# Excerpted text
Baltimore Police Want to Use War-Zone Surveillance on Residents

The American Civil Liberties Union filed a lawsuit on Thursday to stop the Baltimore Police Department from testing one of the most expansive surveillance regimes in any American city, an aerial photography system capable of tracking the outdoor movement of every one of its 600,000 residents.

Last week the Baltimore Board of Estimates approved a police contract with Persistent Surveillance Systems LLC to let the company and police fly three airplanes outfitted with high-resolution cameras over the city. According to the contract, the imaging systems can photograph up to 32 square miles every second, allowing for the slow-motion reconstruction of virtually all outdoor movement.

Baltimore police representatives have previously stated that the intent of the Aerial Investigation Research program is for the planes to fly simultaneously, allowing them to record imaging for 90 percent of the city.

In their complaint, lawyers for the ACLU call the system a “society-changing threat to individual privacy and to free association” and argue that it violates constitutional rights to privacy and free association.

“The data collected through the AIR program will amount to a comprehensive record of the movements of Plaintiffs and nearly everyone in Baltimore — facilitating an unprecedented police power to engage in retrospective location-tracking,” the complaint says. “The AIR program would put into place the most wide-reaching surveillance dragnet ever employed in an American city, giving [Baltimore police] a virtual, visual time machine whose grasp no person can escape.”

The lawsuit was filed on behalf of a community organization called Leaders for a Beautiful Struggle, which has advocated for racial justice and police reform in the city, as well as by two other Baltimore activists and community organizers. The ACLU argues that constant aerial surveillance would “undermine the ability of LBS to carry out political activities crucial to its mission.”

The Baltimore Police Department did not immediately respond to a request for comment.

The deployment of the AIR program follows an all-too-familiar storyline of police technology after 9/11, in which tracking equipment developed for the U.S. military in Iraq and Afghanistan has been repurposed by the private surveillance industry and sold to American police departments, which quietly deploy it without public debate.

The technology used in the AIR program was developed for Air Force reconnaissance drones in the late 2000s as part of a military project called “Gorgon Stare.” Police in Baltimore began testing the technology in secret in 2016, until Bloomberg News revealed that it was used to monitor protests in the aftermath of a police officer’s acquittal on a murder charge in the death of Freddie Gray, who suffered a broken neck in the back of a police van. After public outcry, the program was temporarily shut down.

# Data section

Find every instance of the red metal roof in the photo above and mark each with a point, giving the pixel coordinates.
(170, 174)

# Required action A
According to the article on Baltimore police aerial surveillance, what military project produced the technology used in the AIR program?
# Required action B
Extend the article on Baltimore police aerial surveillance beyond its final sentence.

# Expected output A
A military project called "Gorgon Stare," which developed it for Air Force reconnaissance drones in the late 2000s.

# Expected output B
But after the company pitched city officials on restarting the program last year, a test run was authorized. The pilot program — which is intended to run for 180 days — includes some limitations on how the technology can be used. It can only be employed to investigate four types of crimes — homicide, shooting, armed robbery, and carjacking, according to the contract — though the police commissioner can request its use in “extraordinary and circumstances, on a case-by-case basis.”

The photo resolution is “limited to 1 pixel per person,” the contract states, meaning that individuals and vehicles are represented as dots, though Police Commissioner Michael Harrison said last month that the technology has “the ability to upgrade the quality” if needed.

With Maryland’s coronavirus shutdown orders keeping most people inside, it’s unclear how the pilot program could produce an accurate picture of outdoor tracking technology. But it seems to be intended as a proof of concept for urban surveillance that could ultimately be deployed on a much larger scale.

The costs of the test program in 2020 — $3.7 million, including hiring an estimated 15 to 25 image analysts — will be underwritten by the foundation of Texas-based billionaire philanthropist John D. Arnold, a former energy trader and hedge fund manager, according to the contract.

“This isn’t the first time that local law enforcement has sought to use technology that was originally developed for the military in war zones abroad,” Ashley Gorski, a staff attorney with the ACLU’s National Security Project, wrote in an email. “But the Constitution clearly prohibits the use of these spy planes against Americans here at home.”